** start MATERIAL FOR THIS TASK **

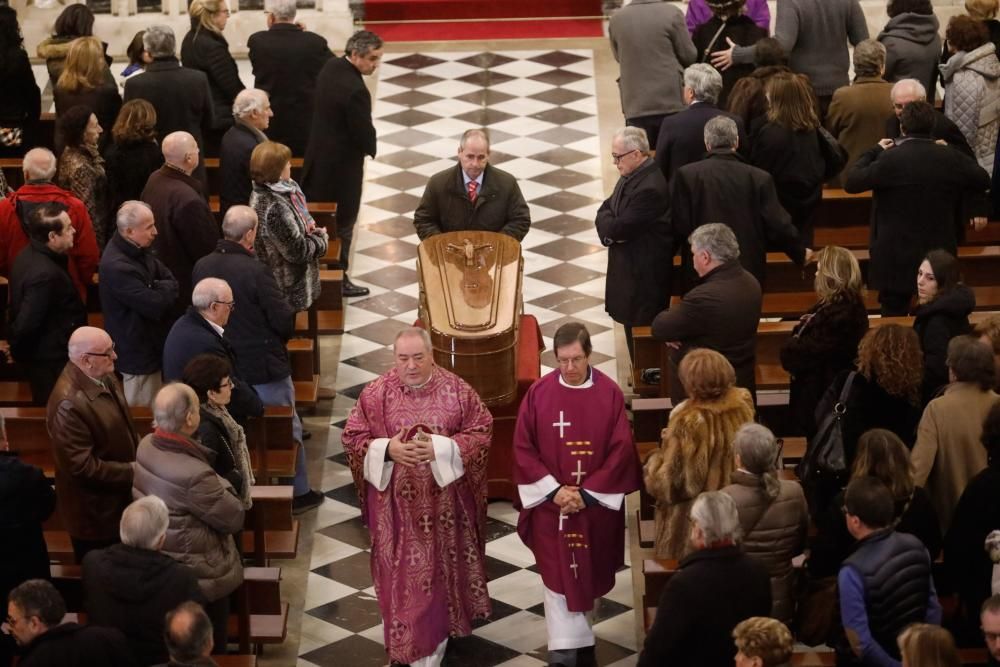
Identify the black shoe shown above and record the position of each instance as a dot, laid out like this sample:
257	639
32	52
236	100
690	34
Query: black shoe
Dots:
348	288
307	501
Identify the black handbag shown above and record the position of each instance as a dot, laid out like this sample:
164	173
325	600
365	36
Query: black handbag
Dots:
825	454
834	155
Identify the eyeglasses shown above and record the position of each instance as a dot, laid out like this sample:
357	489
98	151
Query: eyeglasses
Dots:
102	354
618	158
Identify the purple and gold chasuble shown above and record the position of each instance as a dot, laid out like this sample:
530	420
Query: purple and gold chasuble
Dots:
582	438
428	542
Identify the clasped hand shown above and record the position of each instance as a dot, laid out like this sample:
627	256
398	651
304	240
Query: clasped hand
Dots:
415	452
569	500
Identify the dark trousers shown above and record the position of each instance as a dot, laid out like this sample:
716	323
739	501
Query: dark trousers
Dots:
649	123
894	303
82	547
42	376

** end MATERIAL FOR THIS TASK **

EXERCISE OBJECTIVE: Output the lines from the one containing "Identify the purple" through the last line as a JSON list of strings, one string per line, with blank lines omitted.

REPLY:
[
  "Identify the purple and gold chasuble shown above and record the position of each instance as a dot, laid out like this sample:",
  "530\t420",
  "Query: purple and gold chasuble",
  "Dots:",
  "582\t438",
  "428\t542",
  "Identify the clasped hand shown above and record the position of each instance as a dot, laid out like this sample:",
  "627\t256",
  "398\t651",
  "304\t240",
  "Query: clasped hand",
  "Dots:",
  "415\t452",
  "569\t500",
  "Identify the dark trousers shown above and record the position of each instance as a dot, laid out like this sample:",
  "716\t323",
  "739\t501",
  "Query: dark trousers",
  "Dots:",
  "649\t123",
  "894\t303",
  "82\t547",
  "42\t376"
]